GIVEN RECORDS →
┄┄┄┄┄┄

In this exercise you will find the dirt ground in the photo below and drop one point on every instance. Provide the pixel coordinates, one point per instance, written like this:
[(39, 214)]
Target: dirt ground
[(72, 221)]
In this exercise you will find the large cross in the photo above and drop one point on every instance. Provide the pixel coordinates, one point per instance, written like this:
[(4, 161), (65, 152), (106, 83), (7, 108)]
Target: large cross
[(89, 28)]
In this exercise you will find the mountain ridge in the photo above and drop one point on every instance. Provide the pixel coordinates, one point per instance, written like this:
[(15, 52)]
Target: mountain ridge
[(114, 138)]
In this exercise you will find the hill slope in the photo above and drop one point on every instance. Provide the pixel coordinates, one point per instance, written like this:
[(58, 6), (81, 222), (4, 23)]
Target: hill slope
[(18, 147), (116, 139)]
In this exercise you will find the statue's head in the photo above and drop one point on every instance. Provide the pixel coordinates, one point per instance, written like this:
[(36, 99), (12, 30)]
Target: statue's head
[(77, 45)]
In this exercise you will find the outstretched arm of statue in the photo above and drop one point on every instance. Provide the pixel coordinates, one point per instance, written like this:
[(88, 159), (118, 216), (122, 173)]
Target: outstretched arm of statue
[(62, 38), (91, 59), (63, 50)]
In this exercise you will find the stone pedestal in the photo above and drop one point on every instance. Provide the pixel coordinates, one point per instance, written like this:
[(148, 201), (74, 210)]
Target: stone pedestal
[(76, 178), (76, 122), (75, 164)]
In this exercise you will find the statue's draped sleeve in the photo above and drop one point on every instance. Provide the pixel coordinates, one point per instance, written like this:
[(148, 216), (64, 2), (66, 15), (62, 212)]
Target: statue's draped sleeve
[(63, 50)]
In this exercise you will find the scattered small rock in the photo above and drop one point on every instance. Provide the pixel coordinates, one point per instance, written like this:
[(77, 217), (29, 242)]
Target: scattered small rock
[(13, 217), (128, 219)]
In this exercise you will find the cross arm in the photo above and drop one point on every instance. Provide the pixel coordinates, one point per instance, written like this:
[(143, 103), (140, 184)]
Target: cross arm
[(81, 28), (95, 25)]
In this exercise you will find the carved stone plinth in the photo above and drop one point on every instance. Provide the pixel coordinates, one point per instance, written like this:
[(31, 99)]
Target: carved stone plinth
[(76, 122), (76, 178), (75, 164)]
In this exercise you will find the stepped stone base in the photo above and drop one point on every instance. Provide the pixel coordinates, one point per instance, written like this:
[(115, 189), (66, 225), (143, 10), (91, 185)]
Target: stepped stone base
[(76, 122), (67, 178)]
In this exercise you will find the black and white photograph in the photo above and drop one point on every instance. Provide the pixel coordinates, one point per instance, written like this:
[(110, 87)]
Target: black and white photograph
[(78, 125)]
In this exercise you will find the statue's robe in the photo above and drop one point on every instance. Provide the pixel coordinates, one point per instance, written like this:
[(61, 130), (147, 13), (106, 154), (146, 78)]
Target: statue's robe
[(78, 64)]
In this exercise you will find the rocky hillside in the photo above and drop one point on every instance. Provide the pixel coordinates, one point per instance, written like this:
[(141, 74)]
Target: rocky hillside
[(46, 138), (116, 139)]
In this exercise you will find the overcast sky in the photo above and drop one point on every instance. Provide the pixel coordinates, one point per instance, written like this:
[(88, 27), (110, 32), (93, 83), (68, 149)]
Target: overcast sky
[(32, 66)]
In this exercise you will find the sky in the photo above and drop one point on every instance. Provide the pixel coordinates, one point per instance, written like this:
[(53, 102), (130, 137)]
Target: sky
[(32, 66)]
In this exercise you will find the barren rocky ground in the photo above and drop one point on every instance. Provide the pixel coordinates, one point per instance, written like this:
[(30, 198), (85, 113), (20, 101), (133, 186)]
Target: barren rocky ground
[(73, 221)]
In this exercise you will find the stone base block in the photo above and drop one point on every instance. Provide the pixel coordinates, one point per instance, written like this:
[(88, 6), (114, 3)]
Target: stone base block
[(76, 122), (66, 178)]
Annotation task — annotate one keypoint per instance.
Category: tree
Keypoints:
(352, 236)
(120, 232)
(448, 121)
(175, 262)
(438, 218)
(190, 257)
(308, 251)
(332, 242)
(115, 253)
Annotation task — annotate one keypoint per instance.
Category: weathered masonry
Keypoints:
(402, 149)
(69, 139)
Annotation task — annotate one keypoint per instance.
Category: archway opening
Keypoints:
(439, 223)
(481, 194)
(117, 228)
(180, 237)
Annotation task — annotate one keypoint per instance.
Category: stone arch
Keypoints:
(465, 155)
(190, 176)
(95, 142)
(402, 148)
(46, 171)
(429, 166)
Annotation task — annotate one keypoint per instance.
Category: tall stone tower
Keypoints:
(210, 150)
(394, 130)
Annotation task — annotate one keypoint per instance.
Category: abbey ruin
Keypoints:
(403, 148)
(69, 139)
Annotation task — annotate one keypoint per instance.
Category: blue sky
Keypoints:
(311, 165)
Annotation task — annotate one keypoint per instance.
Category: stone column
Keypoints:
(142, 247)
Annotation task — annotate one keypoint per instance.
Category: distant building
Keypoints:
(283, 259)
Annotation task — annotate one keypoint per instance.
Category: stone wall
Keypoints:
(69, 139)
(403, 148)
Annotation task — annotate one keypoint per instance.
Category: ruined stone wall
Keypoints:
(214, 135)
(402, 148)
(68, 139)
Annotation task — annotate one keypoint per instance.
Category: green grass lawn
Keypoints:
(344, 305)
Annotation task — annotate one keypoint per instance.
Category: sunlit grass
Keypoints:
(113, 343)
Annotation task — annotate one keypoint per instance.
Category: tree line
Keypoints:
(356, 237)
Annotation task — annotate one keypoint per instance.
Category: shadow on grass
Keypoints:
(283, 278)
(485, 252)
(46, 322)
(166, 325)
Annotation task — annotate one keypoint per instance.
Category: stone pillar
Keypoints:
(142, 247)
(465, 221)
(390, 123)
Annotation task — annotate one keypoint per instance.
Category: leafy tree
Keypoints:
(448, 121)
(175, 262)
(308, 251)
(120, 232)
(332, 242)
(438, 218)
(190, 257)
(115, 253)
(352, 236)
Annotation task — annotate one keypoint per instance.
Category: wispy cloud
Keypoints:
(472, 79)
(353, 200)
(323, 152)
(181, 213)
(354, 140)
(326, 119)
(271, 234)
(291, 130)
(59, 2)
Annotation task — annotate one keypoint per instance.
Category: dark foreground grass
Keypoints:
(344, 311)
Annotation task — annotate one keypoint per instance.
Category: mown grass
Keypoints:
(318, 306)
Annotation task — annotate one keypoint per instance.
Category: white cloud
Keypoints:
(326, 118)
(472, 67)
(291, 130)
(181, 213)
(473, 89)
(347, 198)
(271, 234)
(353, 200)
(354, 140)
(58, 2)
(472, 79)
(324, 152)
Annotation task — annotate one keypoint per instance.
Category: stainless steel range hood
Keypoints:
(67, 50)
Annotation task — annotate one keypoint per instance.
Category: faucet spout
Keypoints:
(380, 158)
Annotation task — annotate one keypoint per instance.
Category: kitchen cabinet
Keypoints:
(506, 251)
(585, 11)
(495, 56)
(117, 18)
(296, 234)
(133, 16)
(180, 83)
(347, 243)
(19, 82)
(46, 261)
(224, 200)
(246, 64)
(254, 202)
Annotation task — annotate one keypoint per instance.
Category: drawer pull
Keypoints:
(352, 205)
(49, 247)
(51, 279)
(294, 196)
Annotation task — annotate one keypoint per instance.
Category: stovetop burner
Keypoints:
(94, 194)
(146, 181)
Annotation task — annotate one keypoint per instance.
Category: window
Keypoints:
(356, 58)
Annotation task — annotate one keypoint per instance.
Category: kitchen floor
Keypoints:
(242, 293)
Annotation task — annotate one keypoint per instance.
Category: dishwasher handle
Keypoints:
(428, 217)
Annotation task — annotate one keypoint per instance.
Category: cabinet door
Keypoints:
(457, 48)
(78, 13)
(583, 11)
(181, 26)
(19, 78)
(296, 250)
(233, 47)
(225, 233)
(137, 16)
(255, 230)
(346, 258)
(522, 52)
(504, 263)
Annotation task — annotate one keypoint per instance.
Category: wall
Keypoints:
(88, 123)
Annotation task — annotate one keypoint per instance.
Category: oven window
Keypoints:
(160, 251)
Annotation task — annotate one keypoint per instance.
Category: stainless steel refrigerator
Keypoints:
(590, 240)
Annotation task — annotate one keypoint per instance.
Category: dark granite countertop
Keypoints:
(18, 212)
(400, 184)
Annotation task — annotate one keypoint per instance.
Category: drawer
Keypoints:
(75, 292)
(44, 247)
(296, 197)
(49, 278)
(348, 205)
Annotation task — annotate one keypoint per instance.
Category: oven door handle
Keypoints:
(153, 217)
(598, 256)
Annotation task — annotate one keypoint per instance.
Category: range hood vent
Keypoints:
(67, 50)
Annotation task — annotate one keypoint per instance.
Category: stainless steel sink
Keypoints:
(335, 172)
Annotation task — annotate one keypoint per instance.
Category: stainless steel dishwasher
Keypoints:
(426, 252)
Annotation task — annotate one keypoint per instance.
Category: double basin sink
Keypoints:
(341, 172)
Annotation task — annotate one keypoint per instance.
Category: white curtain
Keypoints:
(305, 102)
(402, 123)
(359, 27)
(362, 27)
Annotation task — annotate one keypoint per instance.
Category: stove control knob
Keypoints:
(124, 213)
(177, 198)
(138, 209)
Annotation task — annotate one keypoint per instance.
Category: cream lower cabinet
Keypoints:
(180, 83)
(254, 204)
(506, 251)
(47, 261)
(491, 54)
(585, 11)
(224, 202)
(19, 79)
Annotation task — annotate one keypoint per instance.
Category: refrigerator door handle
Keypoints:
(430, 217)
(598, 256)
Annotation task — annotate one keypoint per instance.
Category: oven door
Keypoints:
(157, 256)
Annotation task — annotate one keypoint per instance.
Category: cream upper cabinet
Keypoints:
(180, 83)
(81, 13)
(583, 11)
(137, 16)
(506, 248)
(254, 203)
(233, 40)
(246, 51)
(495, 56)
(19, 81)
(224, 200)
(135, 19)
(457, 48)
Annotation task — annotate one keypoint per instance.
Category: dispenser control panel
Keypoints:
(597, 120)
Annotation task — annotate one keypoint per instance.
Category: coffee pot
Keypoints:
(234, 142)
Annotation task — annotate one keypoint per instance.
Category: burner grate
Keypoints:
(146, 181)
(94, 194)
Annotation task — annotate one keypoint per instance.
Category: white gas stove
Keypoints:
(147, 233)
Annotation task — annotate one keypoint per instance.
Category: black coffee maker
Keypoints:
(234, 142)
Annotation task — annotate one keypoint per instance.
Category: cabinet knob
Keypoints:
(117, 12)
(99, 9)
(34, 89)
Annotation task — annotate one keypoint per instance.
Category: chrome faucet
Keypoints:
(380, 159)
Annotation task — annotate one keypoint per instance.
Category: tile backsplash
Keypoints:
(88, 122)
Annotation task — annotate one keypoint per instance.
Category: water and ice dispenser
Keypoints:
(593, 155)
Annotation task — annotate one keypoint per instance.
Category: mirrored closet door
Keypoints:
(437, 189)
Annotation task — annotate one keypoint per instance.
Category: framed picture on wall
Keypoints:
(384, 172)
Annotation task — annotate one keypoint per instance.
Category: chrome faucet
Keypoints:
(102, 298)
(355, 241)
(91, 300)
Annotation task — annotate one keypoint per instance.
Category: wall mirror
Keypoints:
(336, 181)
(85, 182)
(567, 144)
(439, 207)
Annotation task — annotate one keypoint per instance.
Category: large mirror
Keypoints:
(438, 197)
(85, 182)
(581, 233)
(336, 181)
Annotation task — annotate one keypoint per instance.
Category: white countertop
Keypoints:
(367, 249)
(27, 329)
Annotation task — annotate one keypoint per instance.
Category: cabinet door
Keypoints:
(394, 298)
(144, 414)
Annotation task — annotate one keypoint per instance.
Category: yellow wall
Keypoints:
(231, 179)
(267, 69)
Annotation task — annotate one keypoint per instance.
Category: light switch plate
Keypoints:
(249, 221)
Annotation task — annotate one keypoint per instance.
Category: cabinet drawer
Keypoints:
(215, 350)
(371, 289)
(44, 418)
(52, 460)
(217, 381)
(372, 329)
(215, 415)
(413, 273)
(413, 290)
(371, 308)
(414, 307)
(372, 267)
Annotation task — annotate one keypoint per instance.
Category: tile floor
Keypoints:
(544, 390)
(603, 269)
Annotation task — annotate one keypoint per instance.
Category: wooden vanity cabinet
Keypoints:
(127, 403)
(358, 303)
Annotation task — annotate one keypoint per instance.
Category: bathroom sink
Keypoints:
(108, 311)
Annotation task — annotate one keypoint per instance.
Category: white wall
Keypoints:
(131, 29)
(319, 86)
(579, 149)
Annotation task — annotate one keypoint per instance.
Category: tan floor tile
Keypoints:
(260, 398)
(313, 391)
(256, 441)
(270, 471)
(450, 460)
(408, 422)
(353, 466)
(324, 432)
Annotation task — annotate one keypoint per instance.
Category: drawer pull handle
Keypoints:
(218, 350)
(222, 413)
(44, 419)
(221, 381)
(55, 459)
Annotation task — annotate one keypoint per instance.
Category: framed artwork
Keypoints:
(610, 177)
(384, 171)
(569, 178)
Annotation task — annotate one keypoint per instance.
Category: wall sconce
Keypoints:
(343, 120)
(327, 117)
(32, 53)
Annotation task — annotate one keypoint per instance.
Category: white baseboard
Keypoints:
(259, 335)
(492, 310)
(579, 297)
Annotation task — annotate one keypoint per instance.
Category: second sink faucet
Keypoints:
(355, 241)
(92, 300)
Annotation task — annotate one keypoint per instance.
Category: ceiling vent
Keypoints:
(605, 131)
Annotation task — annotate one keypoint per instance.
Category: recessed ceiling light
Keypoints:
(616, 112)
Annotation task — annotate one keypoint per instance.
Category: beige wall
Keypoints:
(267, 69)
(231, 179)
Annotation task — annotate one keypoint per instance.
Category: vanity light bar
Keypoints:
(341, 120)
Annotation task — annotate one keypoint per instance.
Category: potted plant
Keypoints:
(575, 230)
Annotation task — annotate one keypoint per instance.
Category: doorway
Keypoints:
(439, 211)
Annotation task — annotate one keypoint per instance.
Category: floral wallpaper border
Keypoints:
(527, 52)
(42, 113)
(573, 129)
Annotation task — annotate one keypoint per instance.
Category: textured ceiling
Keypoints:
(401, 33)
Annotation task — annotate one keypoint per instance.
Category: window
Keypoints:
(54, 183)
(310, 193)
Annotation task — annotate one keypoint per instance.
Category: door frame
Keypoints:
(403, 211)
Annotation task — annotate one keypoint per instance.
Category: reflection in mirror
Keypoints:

┄┄┄┄┄┄

WHAT NEEDS TO BE DONE → Give only a number, the count of lines above that include the string "handle".

ANSWER TO THIS TASK → 4